Critique : Luis Buñuel - Belle de jour + Tristana + La voie lactée

Erwan Desbois | 22 décembre 2005
Erwan Desbois | 22 décembre 2005

Tant dans les thèmes abordés que dans le ton employé, Belle de Jour est indéniablement l'œuvre la plus emblématique de la filmographie de Luis Buñuel – ainsi que celle qui lui offrit sa plus fameuse récompense, le Lion d'Or du Festival de Venise en 1968. Pourtant, à l'image d'autres de ses films les plus célèbres comme Le journal d'une femme de chambre, Belle de Jour n'est pas tiré d'un scénario original mais inspiré d'un roman (de Joseph Kessel). Toutefois, la manière dont Buñuel s'est approprié ce matériau et l'a intégré à son propre univers métamorphose un médiocre roman de gare pseudo-érotique. Il en a en effet tiré une fascinante plongée dans la psyché féminine, selon un processus d'adaptation raconté avec de nombreux détails et anecdotes par Jean-Claude Carrière dans le documentaire Histoire d'un film qui accompagne Belle de Jour (et dont l'on reparle dans la section Interactivité).

◇ ◇ ◇

(Consigne)
Prolongez la critique de Belle de Jour de Luis Buñuel en reprenant juste après sa dernière phrase.

(Données fournies)
◇ ◇ ◇

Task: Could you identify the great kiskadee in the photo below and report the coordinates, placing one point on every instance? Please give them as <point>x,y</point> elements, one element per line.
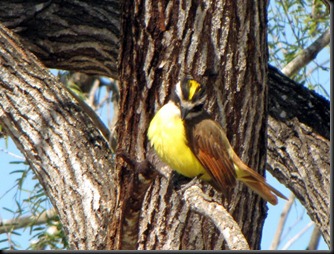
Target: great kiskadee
<point>186,138</point>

◇ ◇ ◇

(Réponse)
Belle de Jour est à l'image de son héroïne : un réceptacle à la fois austère et troublant de la folie et des perversions des hommes. Séverine, bourgeoise prude mariée à un brillant médecin, est aussi vertueuse et sage comme une image à l'extérieur – le film laisse entendre qu'elle s'est mariée vierge, et elle ne fait preuve d'aucun débordement, même infime, dans son attitude – que bouillonnante en son for intérieur de fantasmes d'humiliation et de soumission violente inavouables et inassouvis. À l'image du viol sado-masochiste présenté en ouverture du film, séquence sauvage à laquelle rien n'a préparé le spectateur, celui-ci se voit en effet placé sans fioritures devant la dualité extrême de Séverine. Attitude qu'elle assouvira en devenant pensionnaire d'une maison close sous le pseudonyme de Belle de Jour.


Très intelligemment, Buñuel ne se contente pas d'une simple histoire sur le dévergondage de la bourgeoisie, mais fait de la maison close où travaille Belle de Jour un laboratoire d'observation des rapports de force entre hommes et femmes. Les premiers ont pour eux l'argent et la force brute ; les secondes leurs charmes. Quant au réalisateur, funambule en équilibre entre comédie (les clients plus cocasses les uns que les autres) et drame (le mépris insultant avec lequel est traitée la femme de chambre de la maison de passe, priée à chaque fois de débarrasser le plancher au plus vite car elle n'est absolument pas séduisante et n'a donc rien à offrir), il dresse un portrait clinique des codes implicites qui régissent la société jusque dans l'intimité du désir et de la séduction.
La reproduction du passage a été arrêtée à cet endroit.